:: Exercise directions ::
Put the lines from the beginning of the records up to and including the line containing "[37,101,352,124]" into a numbered list, leaving out any blank lines.

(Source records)
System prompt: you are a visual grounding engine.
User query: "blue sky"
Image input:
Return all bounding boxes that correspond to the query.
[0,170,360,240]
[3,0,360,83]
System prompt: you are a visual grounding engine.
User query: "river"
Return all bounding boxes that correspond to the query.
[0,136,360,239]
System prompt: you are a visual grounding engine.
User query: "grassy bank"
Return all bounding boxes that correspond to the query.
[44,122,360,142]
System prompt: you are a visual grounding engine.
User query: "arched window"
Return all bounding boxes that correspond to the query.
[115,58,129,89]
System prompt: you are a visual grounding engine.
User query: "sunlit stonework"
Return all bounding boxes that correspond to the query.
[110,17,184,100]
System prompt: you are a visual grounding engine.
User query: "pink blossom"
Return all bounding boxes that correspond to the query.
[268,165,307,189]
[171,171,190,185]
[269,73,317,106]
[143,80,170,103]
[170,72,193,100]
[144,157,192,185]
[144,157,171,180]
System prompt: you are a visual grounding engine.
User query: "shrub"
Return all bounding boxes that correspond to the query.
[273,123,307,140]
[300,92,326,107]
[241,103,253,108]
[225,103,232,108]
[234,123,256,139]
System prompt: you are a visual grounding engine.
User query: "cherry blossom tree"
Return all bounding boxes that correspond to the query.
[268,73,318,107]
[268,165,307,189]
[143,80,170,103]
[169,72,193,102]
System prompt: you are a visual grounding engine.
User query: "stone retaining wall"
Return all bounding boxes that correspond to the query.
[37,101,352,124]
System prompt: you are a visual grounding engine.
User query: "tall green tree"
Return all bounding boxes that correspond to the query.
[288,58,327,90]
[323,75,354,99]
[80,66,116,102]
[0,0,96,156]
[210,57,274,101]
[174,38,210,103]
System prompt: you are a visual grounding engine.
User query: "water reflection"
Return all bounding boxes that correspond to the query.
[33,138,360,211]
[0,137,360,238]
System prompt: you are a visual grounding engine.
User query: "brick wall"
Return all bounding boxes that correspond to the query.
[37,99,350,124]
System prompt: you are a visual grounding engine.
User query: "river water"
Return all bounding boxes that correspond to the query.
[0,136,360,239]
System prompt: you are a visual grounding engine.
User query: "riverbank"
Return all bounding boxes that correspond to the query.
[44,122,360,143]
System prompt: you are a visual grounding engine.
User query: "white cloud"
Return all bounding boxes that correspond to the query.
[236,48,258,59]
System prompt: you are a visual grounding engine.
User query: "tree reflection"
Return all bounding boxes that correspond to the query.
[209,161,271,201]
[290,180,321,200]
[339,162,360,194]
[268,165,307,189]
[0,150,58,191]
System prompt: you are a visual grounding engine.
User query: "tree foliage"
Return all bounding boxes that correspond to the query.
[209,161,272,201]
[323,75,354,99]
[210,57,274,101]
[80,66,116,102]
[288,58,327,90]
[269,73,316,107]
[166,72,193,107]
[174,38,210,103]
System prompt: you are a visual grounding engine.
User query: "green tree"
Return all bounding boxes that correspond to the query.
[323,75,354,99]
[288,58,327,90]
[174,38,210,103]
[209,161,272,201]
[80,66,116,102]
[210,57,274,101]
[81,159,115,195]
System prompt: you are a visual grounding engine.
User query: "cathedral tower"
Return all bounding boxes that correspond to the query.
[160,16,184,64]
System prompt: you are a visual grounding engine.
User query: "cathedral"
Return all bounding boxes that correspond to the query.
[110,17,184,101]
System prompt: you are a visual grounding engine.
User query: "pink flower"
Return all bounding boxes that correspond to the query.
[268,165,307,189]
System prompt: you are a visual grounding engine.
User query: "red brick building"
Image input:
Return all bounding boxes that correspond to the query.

:: Solution to this task ::
1. System prompt: you are a visual grounding engine.
2. User query: "blue sky"
3. Image input:
4. Return all bounding boxes that correspond to the query.
5. [0,170,360,240]
6. [3,0,360,83]
7. System prompt: you are a visual grounding engine.
8. User query: "river"
9. Return all bounding boxes that correspond to the query.
10. [0,136,360,239]
11. System prompt: you are a visual grounding engine.
12. User query: "grassy bank"
13. Return all bounding boxes that correspond to the query.
14. [44,122,360,142]
15. System prompt: you are a visual grounding engine.
16. User query: "arched window"
17. Return all bounding boxes that correspond to the query.
18. [115,58,129,89]
19. System prompt: you are a visual grounding engine.
20. User query: "sunlit stonework"
21. Return all bounding boxes that correspond to the query.
22. [110,17,184,100]
23. System prompt: you are a visual grounding engine.
24. User query: "pink blossom"
25. Return all bounding boxes that correspond to the query.
26. [268,165,307,189]
27. [171,171,190,185]
28. [269,73,317,106]
29. [143,80,170,103]
30. [170,72,193,100]
31. [144,157,192,185]
32. [144,157,171,180]
33. System prompt: you are a visual grounding engine.
34. User query: "shrub"
35. Return all bounding boxes that correspond to the query.
36. [273,123,307,140]
37. [300,92,326,107]
38. [241,103,253,108]
39. [225,103,232,108]
40. [234,123,256,139]
41. System prompt: you are a visual grounding engine.
42. User query: "cherry blossom tree"
43. Return all bounding boxes that correspond to the query.
44. [268,73,318,107]
45. [268,165,307,189]
46. [143,80,170,103]
47. [169,72,193,102]
48. System prompt: you are a visual grounding engine.
49. User query: "stone retaining wall"
50. Return all bounding boxes that correspond to the query.
51. [37,101,352,124]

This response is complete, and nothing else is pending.